[Texte du document]

C’est en 1926, avant même son départ en exil, que Khadimou Rassoul a eu à lancer la construction de la Grande Mosquée de Touba. Une façon pour le saint homme de traduire en actes son culte du travail grâce à la réalisation de cette œuvre majestueuse et gigantesque. Parallèlement à ce projet qui lui tenait particulièrement à cœur, sa foi inébranlable allait pouvoir se manifester à travers l’exil auquel les colonisateurs croyaient l’avoir contraint, mais qui n’était pour lui que le meilleur moyen d’en découdre avec ces ennemis de l’Islam et défendre des causes ; Ainsi se résume donc l’enseignement de Cheikh Ahmadou Bamba à travers ce fameux binôme qui lui était si cher : le travail et la foi. Le travail à travers la réalisation des travaux de la Grande Mosquée de Touba et la foi au prix de son départ en exil.

[Enregistrements]

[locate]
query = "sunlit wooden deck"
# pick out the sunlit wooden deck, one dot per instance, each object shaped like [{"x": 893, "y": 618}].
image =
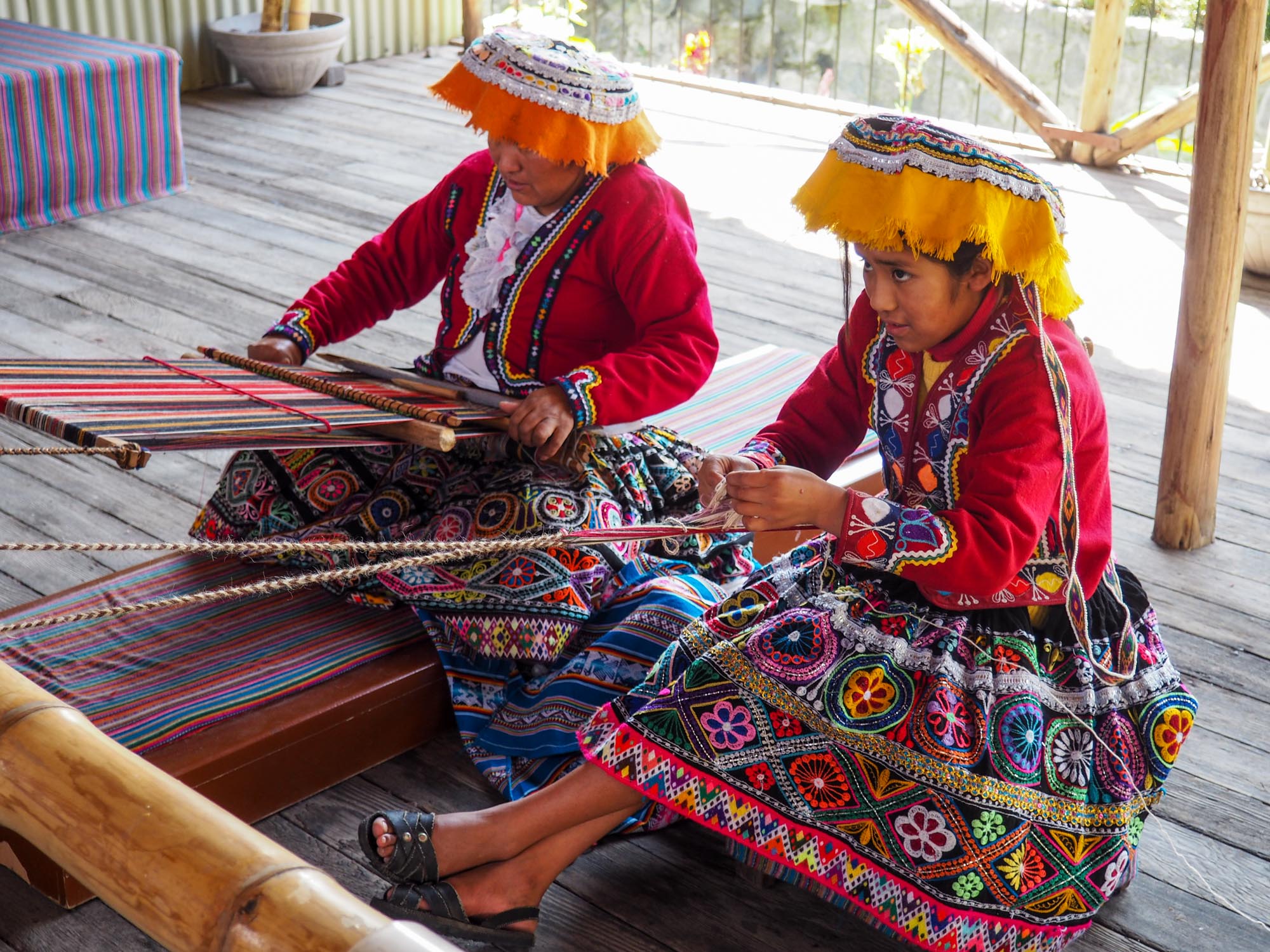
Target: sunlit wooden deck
[{"x": 284, "y": 190}]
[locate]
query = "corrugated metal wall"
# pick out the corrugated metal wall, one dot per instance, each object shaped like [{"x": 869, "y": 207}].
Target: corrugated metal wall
[{"x": 377, "y": 27}]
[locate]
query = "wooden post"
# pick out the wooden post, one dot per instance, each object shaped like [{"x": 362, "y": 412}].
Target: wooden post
[
  {"x": 271, "y": 17},
  {"x": 993, "y": 69},
  {"x": 1187, "y": 502},
  {"x": 298, "y": 15},
  {"x": 1164, "y": 120},
  {"x": 176, "y": 865},
  {"x": 1107, "y": 41},
  {"x": 472, "y": 22}
]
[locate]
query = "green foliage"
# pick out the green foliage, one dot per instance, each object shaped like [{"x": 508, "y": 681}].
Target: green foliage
[{"x": 907, "y": 49}]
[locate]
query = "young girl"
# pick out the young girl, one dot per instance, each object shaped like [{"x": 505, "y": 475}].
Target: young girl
[{"x": 949, "y": 714}]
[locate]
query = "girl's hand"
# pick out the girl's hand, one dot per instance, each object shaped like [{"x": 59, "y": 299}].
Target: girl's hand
[
  {"x": 543, "y": 420},
  {"x": 785, "y": 497},
  {"x": 276, "y": 351},
  {"x": 716, "y": 469}
]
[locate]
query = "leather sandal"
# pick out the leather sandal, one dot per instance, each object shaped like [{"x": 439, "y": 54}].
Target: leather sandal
[
  {"x": 415, "y": 859},
  {"x": 446, "y": 916}
]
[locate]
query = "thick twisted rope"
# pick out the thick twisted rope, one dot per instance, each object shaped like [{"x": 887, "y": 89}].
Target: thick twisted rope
[
  {"x": 68, "y": 451},
  {"x": 286, "y": 583},
  {"x": 477, "y": 548},
  {"x": 427, "y": 553}
]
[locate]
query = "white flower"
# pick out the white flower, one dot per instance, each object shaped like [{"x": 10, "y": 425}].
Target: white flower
[
  {"x": 1074, "y": 756},
  {"x": 1116, "y": 874},
  {"x": 925, "y": 835}
]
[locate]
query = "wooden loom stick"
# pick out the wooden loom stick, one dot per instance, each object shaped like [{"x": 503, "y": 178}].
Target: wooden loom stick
[
  {"x": 421, "y": 384},
  {"x": 180, "y": 868},
  {"x": 431, "y": 432}
]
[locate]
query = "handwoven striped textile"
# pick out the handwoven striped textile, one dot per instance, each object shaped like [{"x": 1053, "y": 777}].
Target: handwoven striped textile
[
  {"x": 152, "y": 677},
  {"x": 87, "y": 124},
  {"x": 745, "y": 394},
  {"x": 163, "y": 409}
]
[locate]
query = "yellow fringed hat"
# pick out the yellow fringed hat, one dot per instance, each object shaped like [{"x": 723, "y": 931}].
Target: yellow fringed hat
[
  {"x": 552, "y": 98},
  {"x": 893, "y": 182}
]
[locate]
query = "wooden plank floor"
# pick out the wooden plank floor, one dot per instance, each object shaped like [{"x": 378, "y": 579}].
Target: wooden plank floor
[{"x": 284, "y": 190}]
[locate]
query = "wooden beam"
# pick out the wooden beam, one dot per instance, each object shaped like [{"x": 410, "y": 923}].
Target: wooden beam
[
  {"x": 1164, "y": 120},
  {"x": 993, "y": 69},
  {"x": 472, "y": 22},
  {"x": 271, "y": 17},
  {"x": 299, "y": 15},
  {"x": 1083, "y": 138},
  {"x": 1107, "y": 43},
  {"x": 1187, "y": 501},
  {"x": 176, "y": 865}
]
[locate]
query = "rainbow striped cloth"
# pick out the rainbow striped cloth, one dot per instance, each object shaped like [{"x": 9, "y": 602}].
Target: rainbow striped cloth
[
  {"x": 87, "y": 125},
  {"x": 152, "y": 677}
]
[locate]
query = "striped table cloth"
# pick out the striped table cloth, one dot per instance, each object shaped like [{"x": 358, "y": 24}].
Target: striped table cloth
[
  {"x": 87, "y": 125},
  {"x": 153, "y": 677},
  {"x": 744, "y": 395}
]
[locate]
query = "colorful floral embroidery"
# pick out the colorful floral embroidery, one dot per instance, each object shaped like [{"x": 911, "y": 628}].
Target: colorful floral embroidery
[
  {"x": 764, "y": 453},
  {"x": 785, "y": 725},
  {"x": 925, "y": 835},
  {"x": 868, "y": 694},
  {"x": 821, "y": 781},
  {"x": 297, "y": 327},
  {"x": 761, "y": 777},
  {"x": 577, "y": 387},
  {"x": 1023, "y": 869},
  {"x": 730, "y": 727},
  {"x": 989, "y": 827},
  {"x": 1172, "y": 732}
]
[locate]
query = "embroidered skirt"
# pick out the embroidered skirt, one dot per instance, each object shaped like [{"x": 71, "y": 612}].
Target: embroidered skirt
[
  {"x": 959, "y": 781},
  {"x": 526, "y": 606},
  {"x": 519, "y": 722}
]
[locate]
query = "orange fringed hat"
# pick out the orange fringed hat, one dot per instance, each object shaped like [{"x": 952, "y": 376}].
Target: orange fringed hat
[
  {"x": 552, "y": 98},
  {"x": 895, "y": 182}
]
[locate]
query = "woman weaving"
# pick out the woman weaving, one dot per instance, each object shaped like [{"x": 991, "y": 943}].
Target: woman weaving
[
  {"x": 568, "y": 281},
  {"x": 952, "y": 713}
]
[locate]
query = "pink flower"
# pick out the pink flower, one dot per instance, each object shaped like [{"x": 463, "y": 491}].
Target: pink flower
[{"x": 730, "y": 728}]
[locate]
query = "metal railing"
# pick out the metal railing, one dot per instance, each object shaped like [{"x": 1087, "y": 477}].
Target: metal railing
[{"x": 869, "y": 51}]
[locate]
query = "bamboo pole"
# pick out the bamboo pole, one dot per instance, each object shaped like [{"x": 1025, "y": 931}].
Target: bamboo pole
[
  {"x": 177, "y": 866},
  {"x": 1164, "y": 120},
  {"x": 271, "y": 17},
  {"x": 298, "y": 15},
  {"x": 994, "y": 70},
  {"x": 472, "y": 22},
  {"x": 1107, "y": 41},
  {"x": 1187, "y": 501}
]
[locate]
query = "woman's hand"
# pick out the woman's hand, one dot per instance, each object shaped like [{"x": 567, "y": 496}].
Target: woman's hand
[
  {"x": 276, "y": 351},
  {"x": 714, "y": 469},
  {"x": 543, "y": 420},
  {"x": 784, "y": 497}
]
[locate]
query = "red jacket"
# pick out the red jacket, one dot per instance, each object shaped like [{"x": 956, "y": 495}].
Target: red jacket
[
  {"x": 973, "y": 475},
  {"x": 606, "y": 301}
]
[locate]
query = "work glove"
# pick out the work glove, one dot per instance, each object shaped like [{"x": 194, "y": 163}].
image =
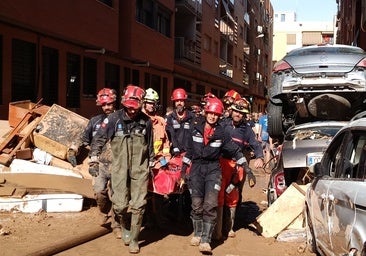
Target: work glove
[
  {"x": 71, "y": 157},
  {"x": 176, "y": 151},
  {"x": 94, "y": 169},
  {"x": 183, "y": 175},
  {"x": 251, "y": 178}
]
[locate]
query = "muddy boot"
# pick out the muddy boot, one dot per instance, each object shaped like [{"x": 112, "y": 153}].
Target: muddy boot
[
  {"x": 136, "y": 222},
  {"x": 231, "y": 222},
  {"x": 217, "y": 233},
  {"x": 197, "y": 232},
  {"x": 125, "y": 228},
  {"x": 204, "y": 246}
]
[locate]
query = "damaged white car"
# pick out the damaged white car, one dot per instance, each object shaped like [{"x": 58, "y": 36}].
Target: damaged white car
[
  {"x": 336, "y": 199},
  {"x": 313, "y": 83}
]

[Consigne 1]
Selon le texte sur la Grande Mosquée de Touba, quel binôme résume l'enseignement de Cheikh Ahmadou Bamba ?
[Consigne 2]
Recopiez le passage du texte sur la Grande Mosquée de Touba qui va de « C’est en 1926, avant » à « départ en exil. ».
[Consigne 3]
Poursuivez le texte sur la Grande Mosquée de Touba après sa dernière phrase.
Les lignes ne servent à rien pour ce travail.

[Réponse 1]
Le travail et la foi.

[Réponse 2]
C’est en 1926, avant même son départ en exil, que Khadimou Rassoul a eu à lancer la construction de la Grande Mosquée de Touba. Une façon pour le saint homme de traduire en actes son culte du travail grâce à la réalisation de cette œuvre majestueuse et gigantesque. Parallèlement à ce projet qui lui tenait particulièrement à cœur, sa foi inébranlable allait pouvoir se manifester à travers l’exil auquel les colonisateurs croyaient l’avoir contraint, mais qui n’était pour lui que le meilleur moyen d’en découdre avec ces ennemis de l’Islam et défendre des causes ; Ainsi se résume donc l’enseignement de Cheikh Ahmadou Bamba à travers ce fameux binôme qui lui était si cher : le travail et la foi. Le travail à travers la réalisation des travaux de la Grande Mosquée de Touba et la foi au prix de son départ en exil.

[Réponse 3]
Dès lors, il avait choisi d’indiquer lui-même et avec précision l’emplacement où devait s’ériger la Grande Mosquée, symbole de son triomphe sur les ennemis de l’Islam. A croire que c’est en récompense à son action en faveur de l’Islam que le Tout-Puissant rendra faciles les conditions de sa réalisation. Preuve que le projet cher à Serigne Touba avait remporté l’adhésion de la Création et des hommes, ce sont les talibés eux-mêmes, dans un élan de générosité et de bravoure, qui apporteront les premières pierres destinées à la construction de ce monument islamique unique en Afrique que Serigne Touba tenait à réaliser à la gloire d’Allah.
Ayant la bénédiction du Cheikh, les travaux seront correctement exécutés par ses fils et successeurs, Cheikh Mouhamadou Moustapha Mbacké, premier khalife de Cheikh Ahmadou Bamba, qui reçut en bail de l’administration un terrain de 400 hectares. Et la diligence avec laquelle les travaux seront conduits montre à quel point Serigne Touba avait la bénédiction du Tout--Puissant en recommandant la construction de l’édifice. En effet, l’adhésion massive des talibés n’a jamais fait défaut soit par leur participation active aux travaux, soit par les dons qu’ils versaient de gaieté de cœur au khalife de Serigne Touba pour la poursuite de la construction. C’est donc tout naturellement que le vœu le plus cher à Khadimou Rassoul sera exaucé.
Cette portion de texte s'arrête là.